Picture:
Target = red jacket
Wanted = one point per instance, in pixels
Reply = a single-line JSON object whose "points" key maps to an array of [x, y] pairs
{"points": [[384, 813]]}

## WHAT YOU ARE ASKED TO DO
Express the material above as a two-column CSV with the header input,output and one row per item. Put each item's text under input and its answer under output, enclosing every field in double quotes and replacing any line breaks with spaces.

## EXERCISE RESULT
input,output
"Picture: Target = red jacket Wanted = one point per instance, in pixels Reply = a single-line JSON object whose ""points"" key maps to an array of [x, y] pairs","{""points"": [[384, 813]]}"